### Given passage

But MrChalabi is a just a phone call away. Far from being on the run, he was yesterday morning sitting, wounded, in his father's home in the Jordanian city of Maan, telling me on the phone a far more convincing story than the version given by the Jordanian authorities. And the real story – that King Abdullah of Jordan's police appear too frightened to enter the city to arrest him – says a lot about Jordan.

After Mr Foley was gunned down in the garden of his Amman home, the Jordanian authorities began rounding up Islamists across Jordan. "Scores," according to the bearded Mr Chalabi.

The Associated Press news agency reported that he was "sought in an attack on a police station last year" – Mr Chalabi denies this – and was "apprehended after a shoot-out with police". He later escaped from hospital after being wounded, the agency said, basing its report on the word of an "official".

A likely story. MrChalabi, who is still recovering from the two bullets the police fired into his right shoulder, seemed pretty composed when he talked to me from his father's home.

According to him, he was driving his 34-year-old wife, Wasiya, who is crippled, to Amman for medical treatment. "We were near the town of Qatrani when we were stopped," he told me.

"It was a police patrol with two plainclothes men. When they looked at my papers, they said I would have to go to the security office in Qatrani, that I might be detained. They do this to anyone who has a tribal beard."

Mr Chalabi had no interest in being detained and reversed his car, speeding back towards the tribal city of Maan, whose 30,000 inhabitants have long supported the Islamist cause and who have been involved in street protests against Jordan's peace agreement with Israel.

"Another checkpoint fired at me and I drove on and, at the last checkpoint before Maan, they had driven lorries across the road to block me. I turned off on to a dirt road in the desert to avoid them and my wife was knocked unconscious on the roof because the car was bouncing so much."

The moment Mr Chalabi jumped out of the car, the police opened fire on him again, this time hitting him twice.

"The people of Maan were standing at the checkpoint – including the lorry drivers who have been blocking the road," he said. "They got me into a car and took me to hospital and, once I'd been treated, I went to my father's home."

At which point, he was safe. The Jordanian police, it seems, will not enter Maan, about 170 miles south of Amman.

"We are a tribal town which refuses oppression and refuses to hand its sons to the 'relatives' of the Americans," he says.

So is it true that the King's writ does not run in Maan? It seems so. For if it does, how come I could talk to Mohamed al-Chalabi yesterday?

######

Task set:
A. According to the passage about Mr Chalabi, how far is Maan from Amman?
B. Say whether each statement agrees with the passage about Mr Chalabi, answering yes or no and quoting the words that decide it: (i) Mr Chalabi's wife is named Wasiya. (ii) The police shot Mr Chalabi in his left shoulder. (iii) Maan has about 30,000 inhabitants.
C. Transcribe the passage about Mr Chalabi, starting with "After Mr Foley" and going on through "bearded Mr Chalabi.".

### Data to examine

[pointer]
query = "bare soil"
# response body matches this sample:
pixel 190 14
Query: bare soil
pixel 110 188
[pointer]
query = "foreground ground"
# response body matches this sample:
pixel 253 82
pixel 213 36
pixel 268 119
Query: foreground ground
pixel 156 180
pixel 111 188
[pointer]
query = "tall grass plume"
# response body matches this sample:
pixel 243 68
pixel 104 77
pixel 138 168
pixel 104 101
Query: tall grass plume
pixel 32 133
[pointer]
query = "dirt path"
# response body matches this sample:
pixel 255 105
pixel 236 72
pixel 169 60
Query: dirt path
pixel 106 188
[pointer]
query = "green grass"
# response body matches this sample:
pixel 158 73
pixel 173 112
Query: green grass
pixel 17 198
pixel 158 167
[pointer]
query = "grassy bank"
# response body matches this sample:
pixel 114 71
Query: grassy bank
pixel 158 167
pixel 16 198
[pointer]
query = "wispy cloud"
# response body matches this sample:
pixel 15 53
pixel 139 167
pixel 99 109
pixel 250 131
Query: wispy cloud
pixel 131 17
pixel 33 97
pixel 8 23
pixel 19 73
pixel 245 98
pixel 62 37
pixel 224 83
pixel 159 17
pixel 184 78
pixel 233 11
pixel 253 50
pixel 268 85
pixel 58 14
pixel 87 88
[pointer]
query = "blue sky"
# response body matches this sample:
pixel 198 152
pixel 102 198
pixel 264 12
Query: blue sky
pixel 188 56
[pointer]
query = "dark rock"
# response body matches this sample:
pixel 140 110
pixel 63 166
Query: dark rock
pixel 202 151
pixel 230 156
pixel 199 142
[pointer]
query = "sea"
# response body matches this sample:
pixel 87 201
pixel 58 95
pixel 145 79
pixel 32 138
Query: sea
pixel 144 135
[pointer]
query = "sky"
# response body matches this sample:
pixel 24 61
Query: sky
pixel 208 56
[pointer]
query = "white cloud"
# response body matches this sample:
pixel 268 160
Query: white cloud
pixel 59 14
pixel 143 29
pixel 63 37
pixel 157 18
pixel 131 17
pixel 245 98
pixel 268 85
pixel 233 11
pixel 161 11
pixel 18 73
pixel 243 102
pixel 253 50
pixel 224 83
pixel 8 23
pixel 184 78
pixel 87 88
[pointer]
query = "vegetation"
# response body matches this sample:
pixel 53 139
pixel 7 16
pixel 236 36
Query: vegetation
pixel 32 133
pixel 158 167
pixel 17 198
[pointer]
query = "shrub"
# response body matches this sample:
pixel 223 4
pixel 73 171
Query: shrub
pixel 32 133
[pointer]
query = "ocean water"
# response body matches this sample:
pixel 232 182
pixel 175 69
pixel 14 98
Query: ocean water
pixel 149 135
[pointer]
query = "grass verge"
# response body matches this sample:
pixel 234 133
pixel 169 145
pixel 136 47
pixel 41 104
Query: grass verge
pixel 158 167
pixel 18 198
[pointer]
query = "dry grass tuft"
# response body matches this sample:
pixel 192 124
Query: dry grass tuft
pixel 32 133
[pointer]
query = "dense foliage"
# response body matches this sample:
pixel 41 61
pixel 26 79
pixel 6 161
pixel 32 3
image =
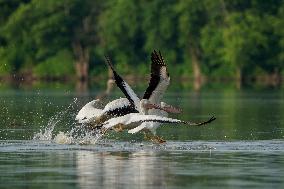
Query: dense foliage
pixel 214 38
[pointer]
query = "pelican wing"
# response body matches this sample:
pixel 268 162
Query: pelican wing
pixel 138 118
pixel 159 80
pixel 124 87
pixel 119 107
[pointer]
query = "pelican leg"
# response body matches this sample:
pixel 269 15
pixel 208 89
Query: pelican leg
pixel 118 128
pixel 153 138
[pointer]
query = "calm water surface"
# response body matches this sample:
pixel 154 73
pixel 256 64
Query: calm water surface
pixel 243 148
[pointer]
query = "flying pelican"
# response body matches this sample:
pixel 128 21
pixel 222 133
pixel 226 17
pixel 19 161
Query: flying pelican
pixel 136 118
pixel 158 84
pixel 90 113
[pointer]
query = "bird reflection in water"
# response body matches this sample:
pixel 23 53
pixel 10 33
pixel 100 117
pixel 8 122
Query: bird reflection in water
pixel 120 169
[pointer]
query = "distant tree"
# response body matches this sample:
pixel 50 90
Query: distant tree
pixel 38 29
pixel 192 18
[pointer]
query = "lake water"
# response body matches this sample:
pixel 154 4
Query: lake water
pixel 243 148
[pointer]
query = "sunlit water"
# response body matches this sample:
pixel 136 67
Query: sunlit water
pixel 42 147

######

Answers given:
A. About 170 miles south of Amman.

B.
(i) Yes: "his 34-year-old wife, Wasiya, who is crippled"
(ii) No: "the two bullets the police fired into his right shoulder"
(iii) Yes: "whose 30,000 inhabitants have long supported the Islamist cause"

C.
After Mr Foley was gunned down in the garden of his Amman home, the Jordanian authorities began rounding up Islamists across Jordan. "Scores," according to the bearded Mr Chalabi.